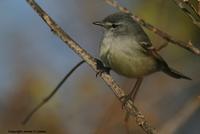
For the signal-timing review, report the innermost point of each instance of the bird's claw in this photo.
(125, 99)
(101, 68)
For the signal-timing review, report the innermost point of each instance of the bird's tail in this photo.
(175, 74)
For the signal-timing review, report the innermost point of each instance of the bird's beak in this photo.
(99, 23)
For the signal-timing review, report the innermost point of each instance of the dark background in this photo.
(33, 60)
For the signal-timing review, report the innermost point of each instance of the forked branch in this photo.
(130, 108)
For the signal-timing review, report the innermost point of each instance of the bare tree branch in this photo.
(189, 10)
(188, 46)
(92, 63)
(35, 109)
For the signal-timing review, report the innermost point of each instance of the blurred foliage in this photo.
(33, 61)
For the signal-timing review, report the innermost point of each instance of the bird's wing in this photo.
(150, 50)
(143, 40)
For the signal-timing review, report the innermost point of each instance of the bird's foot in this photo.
(125, 99)
(101, 68)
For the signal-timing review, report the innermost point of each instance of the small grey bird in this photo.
(126, 49)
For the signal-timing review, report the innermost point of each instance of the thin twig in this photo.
(188, 46)
(28, 117)
(92, 63)
(198, 7)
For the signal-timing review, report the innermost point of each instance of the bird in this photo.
(126, 49)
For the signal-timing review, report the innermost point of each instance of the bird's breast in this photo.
(126, 57)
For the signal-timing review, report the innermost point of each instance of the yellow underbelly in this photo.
(136, 65)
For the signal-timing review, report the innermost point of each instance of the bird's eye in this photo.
(114, 25)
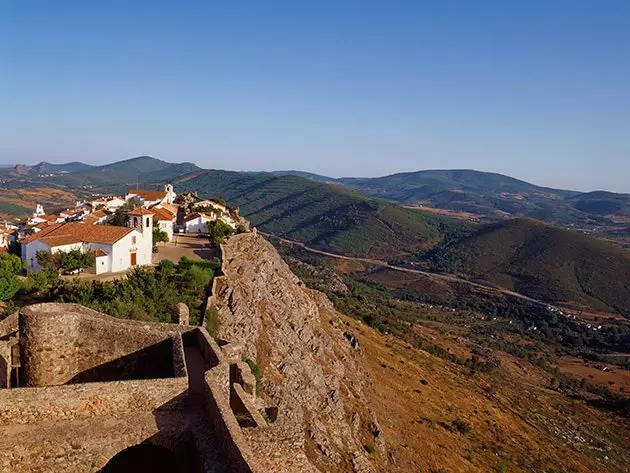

☆ ☆ ☆ ☆

Rewrite every line of the material above as a JSON list of strings, one string per line, skipping blank lines and leaving out the pictures.

◆ SOLUTION FOR THIS EXERCISE
[
  "For the signal-timing review, report the innermost point of each instance of the bird's claw in this photo.",
  "(125, 99)",
  "(101, 68)",
  "For the signal-timing review, report the innermost point of each instance of the bird's tail in this photo.",
  "(175, 74)",
  "For the signal-timing review, report the innermost point of each instance of the bird's beak in this photo.",
  "(99, 23)",
  "For the signal-timing review, report the innermost point of each instance of the dark background in this photo.",
  "(33, 60)",
  "For the signal-timing review, report the innermost point of each instance of the forked branch in this photo.",
  "(130, 108)",
  "For the signal-timing review, report the innermost point of each instance of the bare tree branch in this photo.",
  "(189, 10)",
  "(188, 46)",
  "(92, 63)",
  "(35, 109)",
  "For the signal-timing review, report the innermost point of each instance of the blurred foliage in this photo.",
  "(33, 61)",
  "For the signal-timing review, report the innermost point of each instance of the bird's wing in this photo.",
  "(150, 50)",
  "(143, 40)",
  "For the signal-timing review, report the innermost point of each instance of the bird's foot in this photo.",
  "(125, 99)",
  "(101, 68)",
  "For the signal-timing review, report the innermost point of each instance of the small grey bird in this photo.",
  "(126, 49)",
  "For the signal-timing review, report the innermost point of each instance of the thin twig in this photo.",
  "(188, 46)",
  "(28, 117)",
  "(92, 63)",
  "(198, 7)",
  "For the signal-timing review, report the innermost point of each instance of the bird in this photo.",
  "(126, 49)",
  "For the signal-timing review, report the innermost point of each instance of the bird's breast in this photo.",
  "(126, 57)",
  "For the signal-timing review, report the innermost point of each instance of the yellow underbelly in this photo.",
  "(136, 65)",
  "For the signal-timing review, report the innermost point of each instance of the bird's eye in this photo.",
  "(114, 25)"
]